● **Requirements**
Count the lines of the listing below that contain the string "please", treating uppercase and lowercase letters as distinct. Reply with the number alone.

(Stored data entries)
--- --- ---

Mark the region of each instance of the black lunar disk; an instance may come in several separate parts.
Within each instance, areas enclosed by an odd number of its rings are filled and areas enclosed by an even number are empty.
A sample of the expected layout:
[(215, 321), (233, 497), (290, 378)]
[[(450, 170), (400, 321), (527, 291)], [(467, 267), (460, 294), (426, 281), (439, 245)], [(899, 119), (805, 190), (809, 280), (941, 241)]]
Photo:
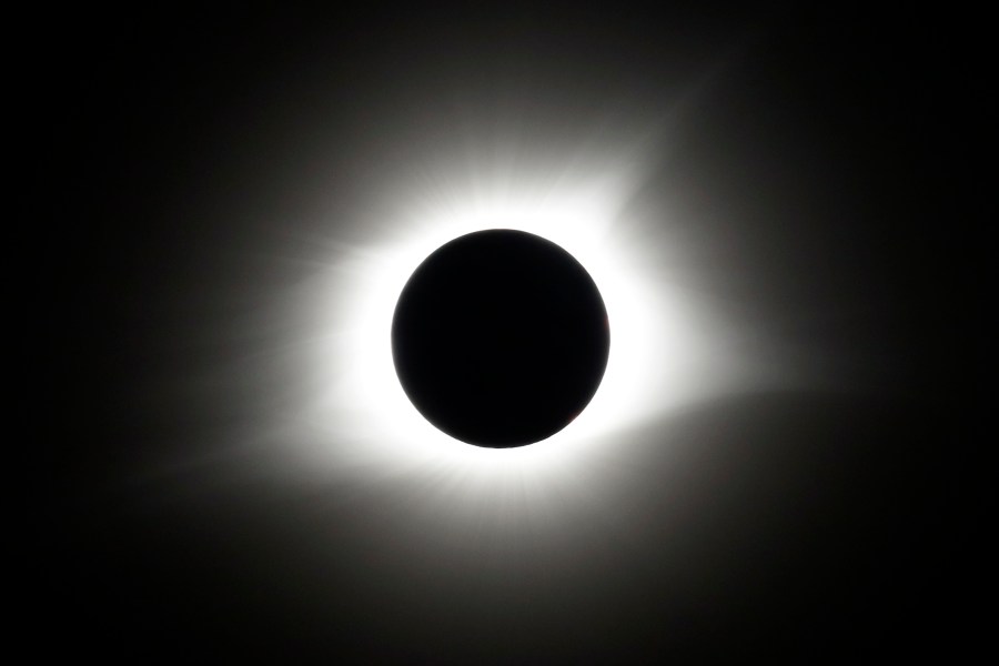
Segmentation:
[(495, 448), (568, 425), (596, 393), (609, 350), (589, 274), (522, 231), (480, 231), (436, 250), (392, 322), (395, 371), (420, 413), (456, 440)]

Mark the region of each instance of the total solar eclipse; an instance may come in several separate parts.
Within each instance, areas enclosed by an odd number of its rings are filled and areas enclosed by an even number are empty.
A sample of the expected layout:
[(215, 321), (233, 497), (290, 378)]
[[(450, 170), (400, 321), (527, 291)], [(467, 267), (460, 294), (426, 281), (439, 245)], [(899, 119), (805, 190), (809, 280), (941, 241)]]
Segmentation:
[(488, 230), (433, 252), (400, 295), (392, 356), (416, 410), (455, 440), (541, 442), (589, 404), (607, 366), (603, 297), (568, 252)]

--- --- ---

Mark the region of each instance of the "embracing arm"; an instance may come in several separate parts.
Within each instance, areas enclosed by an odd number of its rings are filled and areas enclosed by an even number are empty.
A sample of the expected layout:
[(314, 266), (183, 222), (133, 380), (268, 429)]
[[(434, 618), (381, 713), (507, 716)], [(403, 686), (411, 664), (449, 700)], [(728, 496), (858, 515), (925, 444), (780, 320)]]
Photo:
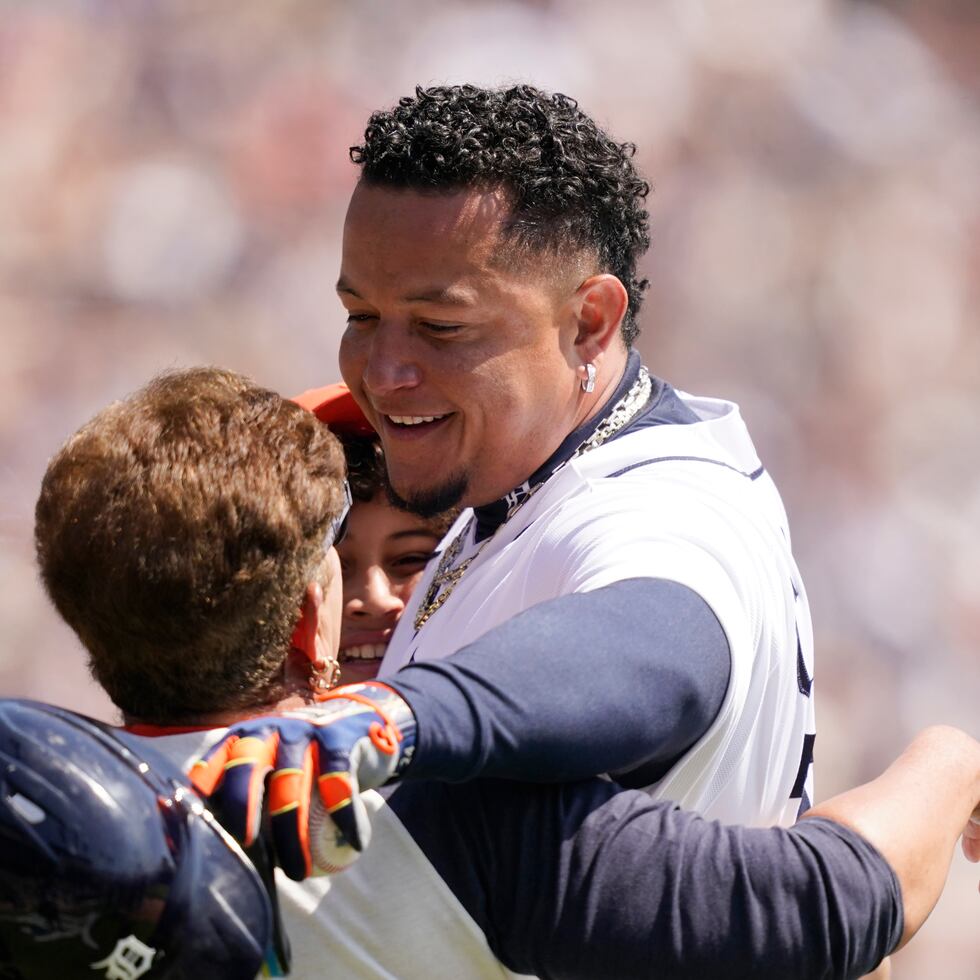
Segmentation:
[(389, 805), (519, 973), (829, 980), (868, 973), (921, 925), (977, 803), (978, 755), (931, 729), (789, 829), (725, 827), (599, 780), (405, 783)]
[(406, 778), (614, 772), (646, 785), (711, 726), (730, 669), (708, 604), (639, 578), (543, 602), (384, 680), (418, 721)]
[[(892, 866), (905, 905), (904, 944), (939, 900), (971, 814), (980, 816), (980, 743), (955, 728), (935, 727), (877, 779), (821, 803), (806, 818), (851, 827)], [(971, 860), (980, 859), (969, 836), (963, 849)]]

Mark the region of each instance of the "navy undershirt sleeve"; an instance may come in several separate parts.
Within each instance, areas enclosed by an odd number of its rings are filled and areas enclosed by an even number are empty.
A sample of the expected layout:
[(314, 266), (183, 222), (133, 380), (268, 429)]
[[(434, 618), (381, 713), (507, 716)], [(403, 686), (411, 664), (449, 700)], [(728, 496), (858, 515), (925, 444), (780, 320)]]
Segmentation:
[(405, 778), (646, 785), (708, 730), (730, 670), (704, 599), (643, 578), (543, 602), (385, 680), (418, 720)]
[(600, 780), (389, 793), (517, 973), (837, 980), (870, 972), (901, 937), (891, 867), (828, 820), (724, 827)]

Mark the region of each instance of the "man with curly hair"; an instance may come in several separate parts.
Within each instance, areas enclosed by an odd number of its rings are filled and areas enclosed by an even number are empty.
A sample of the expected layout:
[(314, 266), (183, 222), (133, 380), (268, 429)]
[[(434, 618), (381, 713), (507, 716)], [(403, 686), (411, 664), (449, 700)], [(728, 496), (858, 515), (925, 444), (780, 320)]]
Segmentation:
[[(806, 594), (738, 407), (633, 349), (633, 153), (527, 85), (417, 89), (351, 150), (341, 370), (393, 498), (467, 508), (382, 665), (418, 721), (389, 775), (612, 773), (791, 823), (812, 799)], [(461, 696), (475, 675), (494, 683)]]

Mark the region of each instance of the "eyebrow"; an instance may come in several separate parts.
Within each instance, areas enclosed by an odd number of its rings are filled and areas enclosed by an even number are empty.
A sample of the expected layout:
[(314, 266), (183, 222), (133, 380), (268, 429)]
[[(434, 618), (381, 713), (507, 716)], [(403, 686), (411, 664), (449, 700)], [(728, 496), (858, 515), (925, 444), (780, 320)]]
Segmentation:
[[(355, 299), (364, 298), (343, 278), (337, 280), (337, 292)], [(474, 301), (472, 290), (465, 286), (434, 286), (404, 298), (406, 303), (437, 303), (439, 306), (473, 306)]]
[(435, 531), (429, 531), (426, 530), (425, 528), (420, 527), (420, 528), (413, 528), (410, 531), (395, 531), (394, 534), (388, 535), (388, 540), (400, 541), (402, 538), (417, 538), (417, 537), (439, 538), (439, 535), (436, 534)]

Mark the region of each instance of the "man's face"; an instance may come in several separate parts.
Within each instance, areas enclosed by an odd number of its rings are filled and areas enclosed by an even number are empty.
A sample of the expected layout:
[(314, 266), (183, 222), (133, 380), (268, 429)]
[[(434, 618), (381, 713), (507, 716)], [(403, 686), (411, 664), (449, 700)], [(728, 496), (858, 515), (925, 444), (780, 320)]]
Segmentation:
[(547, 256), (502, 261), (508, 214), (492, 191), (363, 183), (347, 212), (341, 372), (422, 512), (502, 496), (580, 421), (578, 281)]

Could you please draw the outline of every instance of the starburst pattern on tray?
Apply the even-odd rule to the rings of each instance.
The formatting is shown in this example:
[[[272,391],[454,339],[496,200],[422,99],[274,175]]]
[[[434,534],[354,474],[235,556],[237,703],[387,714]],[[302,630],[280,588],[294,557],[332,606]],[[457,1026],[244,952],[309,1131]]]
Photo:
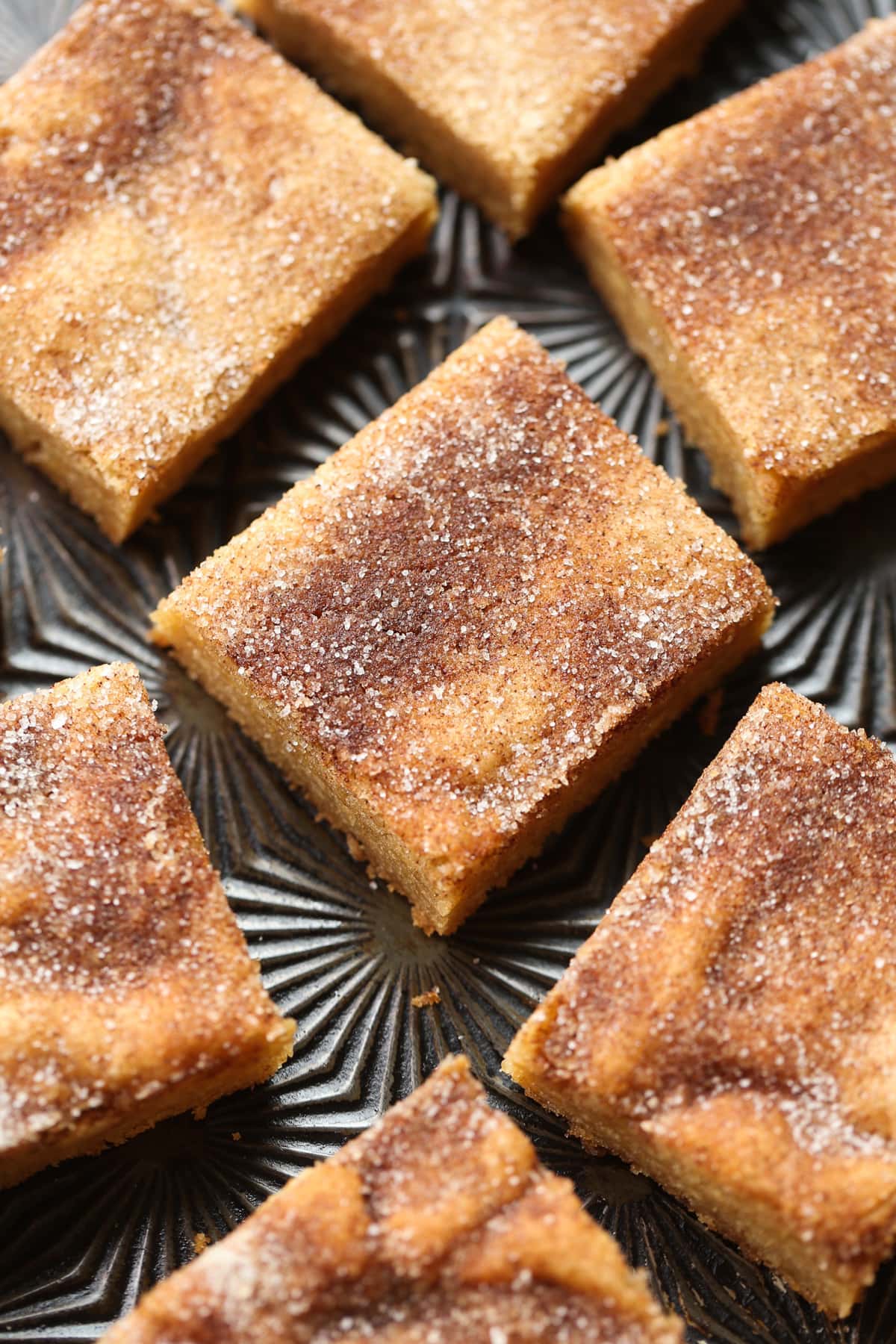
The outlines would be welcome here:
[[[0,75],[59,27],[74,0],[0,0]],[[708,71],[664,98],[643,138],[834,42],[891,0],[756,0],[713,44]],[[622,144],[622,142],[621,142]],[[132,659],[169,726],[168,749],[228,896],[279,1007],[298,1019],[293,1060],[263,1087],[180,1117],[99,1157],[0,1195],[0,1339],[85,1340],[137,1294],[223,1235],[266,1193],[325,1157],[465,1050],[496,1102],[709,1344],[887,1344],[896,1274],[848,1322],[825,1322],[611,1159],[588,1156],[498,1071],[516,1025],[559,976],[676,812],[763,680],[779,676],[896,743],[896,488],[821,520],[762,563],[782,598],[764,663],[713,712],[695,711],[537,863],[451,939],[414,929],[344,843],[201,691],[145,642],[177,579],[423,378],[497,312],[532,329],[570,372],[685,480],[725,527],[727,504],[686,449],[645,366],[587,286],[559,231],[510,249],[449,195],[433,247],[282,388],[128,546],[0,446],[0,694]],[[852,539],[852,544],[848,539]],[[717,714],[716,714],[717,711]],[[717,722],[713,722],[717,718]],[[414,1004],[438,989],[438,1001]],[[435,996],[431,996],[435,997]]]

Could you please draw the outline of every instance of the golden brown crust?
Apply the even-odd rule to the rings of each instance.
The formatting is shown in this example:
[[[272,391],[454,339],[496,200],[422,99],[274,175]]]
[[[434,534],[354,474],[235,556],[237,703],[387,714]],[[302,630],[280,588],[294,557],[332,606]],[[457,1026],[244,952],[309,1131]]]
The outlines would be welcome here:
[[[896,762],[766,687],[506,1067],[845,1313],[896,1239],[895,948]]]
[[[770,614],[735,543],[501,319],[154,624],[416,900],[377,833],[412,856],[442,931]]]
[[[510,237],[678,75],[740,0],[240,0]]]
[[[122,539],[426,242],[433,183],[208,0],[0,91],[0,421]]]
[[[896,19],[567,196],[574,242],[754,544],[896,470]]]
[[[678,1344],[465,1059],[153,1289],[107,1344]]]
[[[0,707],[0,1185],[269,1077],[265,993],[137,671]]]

--- --- ---

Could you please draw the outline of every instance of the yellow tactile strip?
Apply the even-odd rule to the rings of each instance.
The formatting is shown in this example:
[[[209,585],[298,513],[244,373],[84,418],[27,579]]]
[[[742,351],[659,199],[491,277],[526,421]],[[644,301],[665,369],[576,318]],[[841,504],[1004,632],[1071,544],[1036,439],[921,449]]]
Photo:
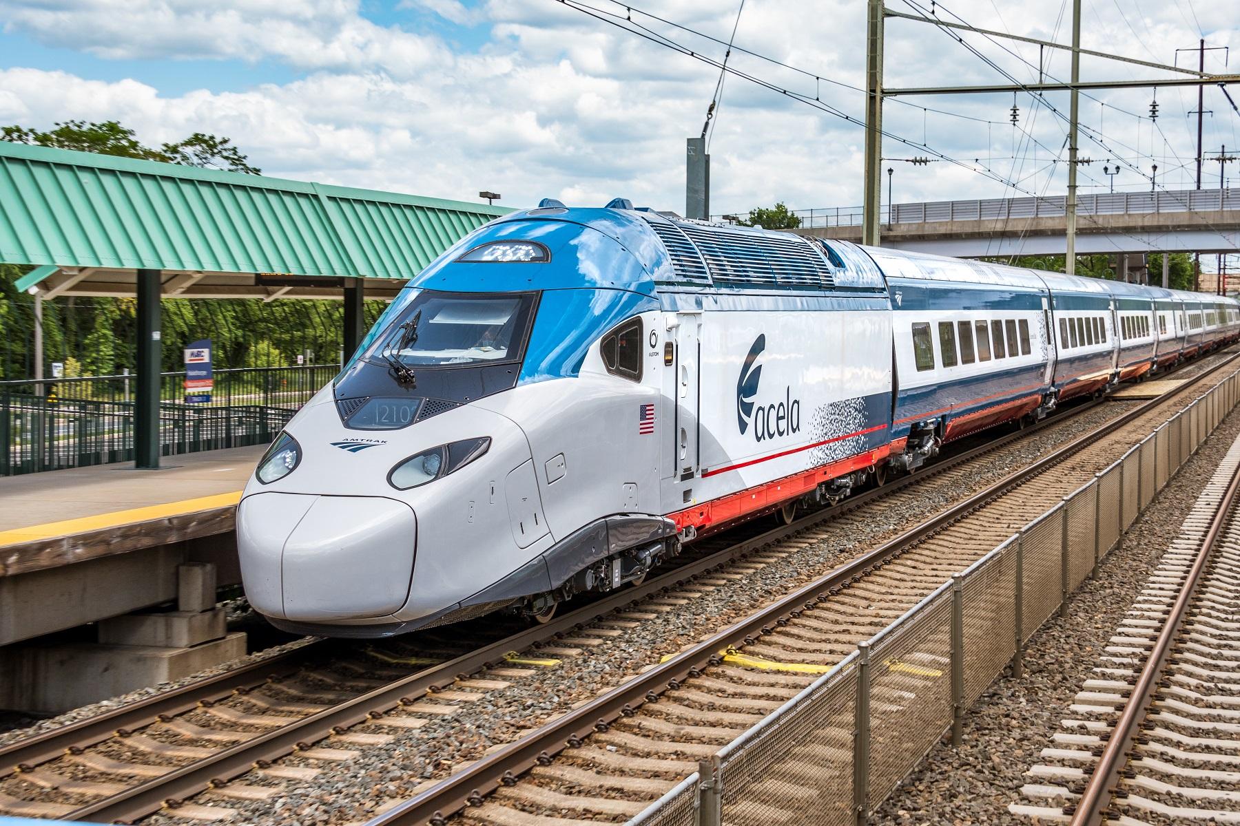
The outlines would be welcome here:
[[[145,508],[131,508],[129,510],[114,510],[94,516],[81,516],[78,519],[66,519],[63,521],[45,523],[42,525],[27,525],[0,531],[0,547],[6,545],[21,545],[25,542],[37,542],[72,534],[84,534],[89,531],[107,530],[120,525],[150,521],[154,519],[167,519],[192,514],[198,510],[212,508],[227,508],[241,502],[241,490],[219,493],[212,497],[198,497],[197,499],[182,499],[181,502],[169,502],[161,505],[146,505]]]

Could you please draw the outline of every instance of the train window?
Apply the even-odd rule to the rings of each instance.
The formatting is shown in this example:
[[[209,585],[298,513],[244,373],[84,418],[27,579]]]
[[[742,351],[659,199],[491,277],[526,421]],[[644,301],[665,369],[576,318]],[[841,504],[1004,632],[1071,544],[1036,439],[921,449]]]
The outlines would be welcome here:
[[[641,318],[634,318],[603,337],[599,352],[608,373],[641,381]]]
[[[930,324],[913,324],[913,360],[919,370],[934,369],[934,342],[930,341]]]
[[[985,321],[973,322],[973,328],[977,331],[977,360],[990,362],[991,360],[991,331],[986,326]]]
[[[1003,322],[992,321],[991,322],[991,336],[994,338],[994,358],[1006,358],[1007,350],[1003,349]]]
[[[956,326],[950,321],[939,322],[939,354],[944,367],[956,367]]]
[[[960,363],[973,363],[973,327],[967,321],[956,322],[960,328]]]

--- --- ---

● **The response**
4